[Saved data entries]
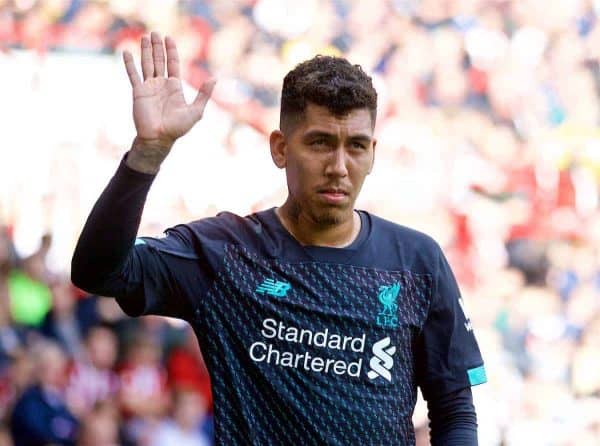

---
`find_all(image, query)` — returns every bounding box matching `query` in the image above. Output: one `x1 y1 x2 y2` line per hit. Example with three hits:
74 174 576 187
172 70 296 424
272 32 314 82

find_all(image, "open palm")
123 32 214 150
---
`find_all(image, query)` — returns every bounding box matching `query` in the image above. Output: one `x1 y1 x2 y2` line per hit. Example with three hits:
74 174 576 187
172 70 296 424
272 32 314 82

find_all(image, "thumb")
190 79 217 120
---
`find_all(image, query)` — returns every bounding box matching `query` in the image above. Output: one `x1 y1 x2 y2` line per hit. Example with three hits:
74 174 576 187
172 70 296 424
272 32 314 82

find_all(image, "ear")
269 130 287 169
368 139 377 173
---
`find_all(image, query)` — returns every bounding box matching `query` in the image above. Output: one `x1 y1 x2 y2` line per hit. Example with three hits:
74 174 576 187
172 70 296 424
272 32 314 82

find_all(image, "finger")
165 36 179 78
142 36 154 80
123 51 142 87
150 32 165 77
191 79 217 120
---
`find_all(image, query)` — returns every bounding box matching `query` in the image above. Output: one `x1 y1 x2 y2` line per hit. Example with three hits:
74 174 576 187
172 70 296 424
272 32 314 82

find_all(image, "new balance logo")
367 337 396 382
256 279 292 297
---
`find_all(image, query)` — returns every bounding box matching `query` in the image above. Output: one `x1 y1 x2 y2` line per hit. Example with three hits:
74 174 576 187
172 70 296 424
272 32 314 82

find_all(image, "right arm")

* **Problem to work on**
Rewrite all the rows above, renaming "bounding box" to "rectangle" everywhere and leaving the rest unchanged. Omit the pictures from your answer.

* **Response to this exercise**
---
`find_all(image, query)` — returns every rectangle matching `query` in the image above. Output: one `x1 y1 x2 y2` line per hit. Example with three hits:
74 174 576 187
172 70 296 424
272 32 314 82

find_all(image, "open palm")
123 32 214 150
---
`find_all(image, query)` — returns every rectangle matching `query` in the image above. Output: one `x1 y1 x2 y2` line per hit. Example with three hits:
74 174 576 187
172 70 296 424
272 32 314 82

find_all(image, "thumb")
190 79 217 120
---
`find_all(image, query)` — returns every rectangle matching `query` in the image above. Output: one `x1 y1 x2 y2` line per hit. Example with three hits:
74 174 576 187
172 70 296 424
272 32 314 82

find_all(image, "ear")
269 130 287 169
368 139 377 173
---
`find_all(image, query)` — returns every rectangle matching `query` in the image above. Output: one `x1 y1 x2 y2` line per hit. Example with three hits:
74 174 576 187
172 70 296 424
272 32 314 82

find_all(image, "finger")
165 36 179 78
142 36 154 80
123 51 142 87
150 32 165 77
191 79 217 120
---
`find_all(image, query)` — returns every rectangle matching `query` in the image above. Output: one `x1 y1 x2 y2` line per hit. Example with three hits:
74 174 576 187
172 70 296 424
272 32 314 82

find_all(image, "new balance logo")
367 337 396 382
256 279 292 297
---
`find_all(image, query)` — returns every rectangle matching `query` in the image above. Output: one `x1 y1 x2 y2` line per hit. Example with three hits:
74 174 576 187
172 70 296 424
272 32 314 82

find_all(image, "right arm")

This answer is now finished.